Série de tâches:
(1) Répondez aux questions suivantes à partir de l'entretien avec Sef Vergoossen :
(a) Pour quelle durée Sef Vergoossen a-t-il signé son contrat aux Émirats arabes unis ?
(b) Combien de physiothérapeutes compte le staff du club ?
(c) Quelle est l'assistance moyenne aux matchs ?
(2) Énumérez tous les membres du staff que l'entretien avec Sef Vergoossen présente comme employés à temps plein, avec leur nombre.
(3) Poursuivez l'entretien avec Sef Vergoossen à partir de sa dernière phrase.

Extrait:
──────────

SEF VERGOOSSEN

A deux reprises, Al Jazeera lui avait déjà demandé de devenir son entraîneur. A la troisième, Sef Vergoossen s’est dit :  » Pourquoi n’irais-je pas voir ? » Et l’ancien entraîneur du RC Genk a signé un contrat d’une saison aux Emirats Arabes Unis.

Et ?…

Sef Vergoossen : La structure est fantastique. Un médecin, trois physiothérapeutes, un spécialiste de la revalidation, un préparateur physique, un entraîneur des gardiens, trois adjoints, tous à temps plein. Le staff médical a un cabinet séparé. Les bains, les saunas, les jacuzzis, les baignoires pour massages et autres peuvent accueillir non pas deux personnes mais dix. Il n’y a d’ailleurs pas qu’un seul bain mais trois de chaque sorte. Les terrains et le stade sont aussi de grande qualité. Ce club est capable de progresser pour atteindre le bas de la D1 belge. Certains joueurs sont professionnels, d’autres ont une autre carrière. Il faut en tenir compte, comme des heures de prière.

Comment vit-on le football là-bas ?

La TV en diffuse quatre fois plus qu’aux Pays-Bas ou en Belgique. Al Jazeera Sports et Dubaï Sports retransmettent tout ce qui peut passer en direct. Nous avons une assistance moyenne de quatre à cinq mille personnes, plus quand ça va bien. Abou Dabi compte un petit million d’âmes, soit 80 % de la population totale, mais 75 % des habitants sont des étrangers présents pour affaires, qui ne s’intéressent pas directement au football. Le club accomplit de gros efforts pour rattraper son retard au niveau du football. C’est plus lent qu’au Japon à cause du petit nombre d’habitants.

──────────

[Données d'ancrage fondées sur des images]
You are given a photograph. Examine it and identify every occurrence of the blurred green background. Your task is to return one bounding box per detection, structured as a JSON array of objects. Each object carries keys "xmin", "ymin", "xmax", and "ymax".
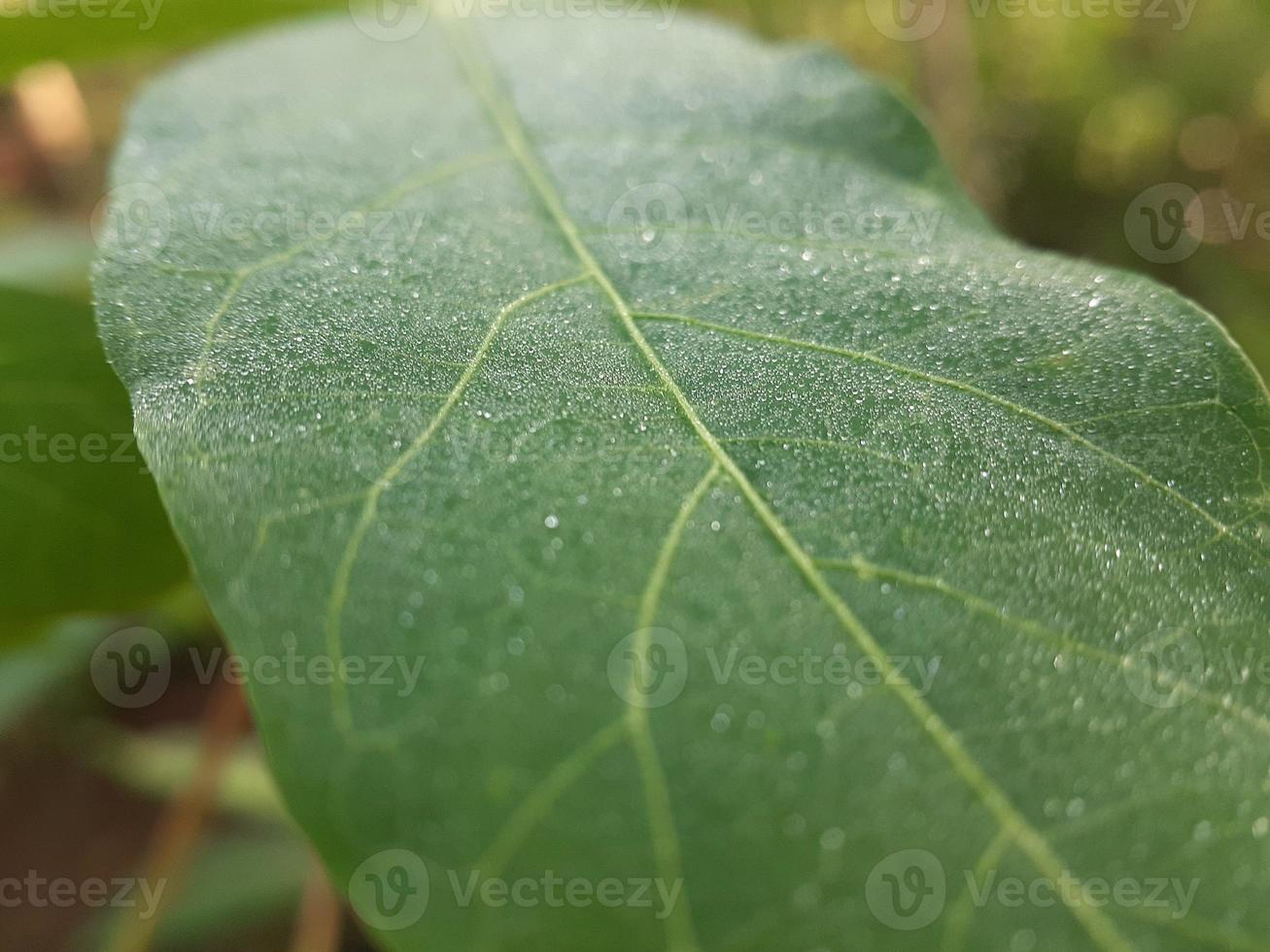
[
  {"xmin": 0, "ymin": 0, "xmax": 1270, "ymax": 373},
  {"xmin": 0, "ymin": 0, "xmax": 1270, "ymax": 952}
]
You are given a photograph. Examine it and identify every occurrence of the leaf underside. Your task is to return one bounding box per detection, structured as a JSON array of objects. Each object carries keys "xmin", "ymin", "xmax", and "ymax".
[{"xmin": 96, "ymin": 9, "xmax": 1270, "ymax": 952}]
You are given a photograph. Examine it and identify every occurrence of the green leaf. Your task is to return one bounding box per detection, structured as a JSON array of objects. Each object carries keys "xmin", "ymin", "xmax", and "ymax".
[
  {"xmin": 0, "ymin": 289, "xmax": 186, "ymax": 638},
  {"xmin": 0, "ymin": 0, "xmax": 339, "ymax": 80},
  {"xmin": 96, "ymin": 9, "xmax": 1270, "ymax": 952}
]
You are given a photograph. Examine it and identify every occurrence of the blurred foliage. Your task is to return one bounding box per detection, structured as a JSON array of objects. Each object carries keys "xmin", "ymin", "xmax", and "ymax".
[
  {"xmin": 0, "ymin": 289, "xmax": 187, "ymax": 643},
  {"xmin": 695, "ymin": 0, "xmax": 1270, "ymax": 376}
]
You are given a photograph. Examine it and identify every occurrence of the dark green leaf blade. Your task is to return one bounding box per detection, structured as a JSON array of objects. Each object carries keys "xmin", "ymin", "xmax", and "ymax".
[{"xmin": 98, "ymin": 17, "xmax": 1270, "ymax": 952}]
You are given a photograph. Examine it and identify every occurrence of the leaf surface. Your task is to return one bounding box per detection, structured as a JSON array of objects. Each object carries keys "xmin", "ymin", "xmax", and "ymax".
[{"xmin": 96, "ymin": 9, "xmax": 1270, "ymax": 952}]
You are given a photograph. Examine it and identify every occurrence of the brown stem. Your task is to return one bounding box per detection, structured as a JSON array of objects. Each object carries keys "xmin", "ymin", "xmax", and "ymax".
[
  {"xmin": 109, "ymin": 680, "xmax": 248, "ymax": 952},
  {"xmin": 291, "ymin": 857, "xmax": 343, "ymax": 952}
]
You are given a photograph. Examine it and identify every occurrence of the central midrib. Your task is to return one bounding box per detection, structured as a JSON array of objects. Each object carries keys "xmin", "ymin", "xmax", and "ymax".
[{"xmin": 442, "ymin": 20, "xmax": 1133, "ymax": 952}]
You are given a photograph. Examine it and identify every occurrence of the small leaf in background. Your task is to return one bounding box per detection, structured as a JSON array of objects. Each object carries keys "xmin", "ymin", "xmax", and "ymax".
[
  {"xmin": 0, "ymin": 289, "xmax": 187, "ymax": 640},
  {"xmin": 96, "ymin": 7, "xmax": 1270, "ymax": 952}
]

──────────

Réponses ci-dessous:
(1)
(a) Une saison.
(b) Trois.
(c) De quatre à cinq mille personnes.

(2)
- Un médecin
- Trois physiothérapeutes
- Un spécialiste de la revalidation
- Un préparateur physique
- Un entraîneur des gardiens
- Trois adjoints

(3)
La communication avec la presse, les supporters et les gens du club est un aspect important de votre méthode de travail. Dans quelle mesure parvenez-vous à communiquer là-bas ?

C’est moins facile mais après l’arabe, l’anglais est la langue véhiculaire, ici. A peu près tout le monde la parle. Un de mes adjoints est égyptien et parle anglais et arabe. Quand il le faut, je passe par lui. Le groupe est très travailleur mais il faut tout répéter : quand j’explique quelque chose, une semaine plus tard, je dois recommencer car ils n’ont pas eu de formation de base dès leur tendre enfance. Leur football s’appuie sur la volonté et le physique car ils sont costauds. On peut aligner deux étrangers et la plupart des clubs les choisissent en pointe. Le travail défensif est donc plus médiocre et il est fort possible qu’on mène 0-3 mais que dix minutes plus tard, le score soit de 3-4 ! Même si la population locale délègue tout le travail aux étrangers û les gens d’ici ont assez d’argent et en auront encore plus demain û, les joueurs ne sont pas fainéants, ce qui est peut-être paradoxal dans cette culture. Après trois journées de championnat, nous sommes premiers ex-aequo avec sept points.

Dans quelle mesure Al Jazeera correspond-il au cliché du monde arabe, selon lequel un entraîneur est renvoyé après deux défaites ?

Apparemment, ici, on n’a encore jamais renvoyé prématurément un entraîneur. C’est peut-être dû au statut du club, qui veut rejoindre l’élite. Un manager australien intérimaire est venu pour réaliser une analyse en profondeur du club. Il est sur la même longueur d’onde que mon assistant, Dwight Lodeweges, le directeur technique, Rob Baan, et moi-même. C’est un choc pour les gens d’ici car ils doivent effectuer plus de changements qu’ils n’en ont l’habitude. C’est un choc pour eux de placer des jeunes dans une académie parce qu’ils ont encore besoin de trois ou quatre ans pour être prêts. En général, ils paient beaucoup les étrangers et moins la population locale. C’est quelque chose qu’il faut modifier mais le club est en plein développement et c’était l’essentiel à mes yeux : je voulais avoir le sentiment qu’on appréciait mes idées. Je ne regrette pas mon choix.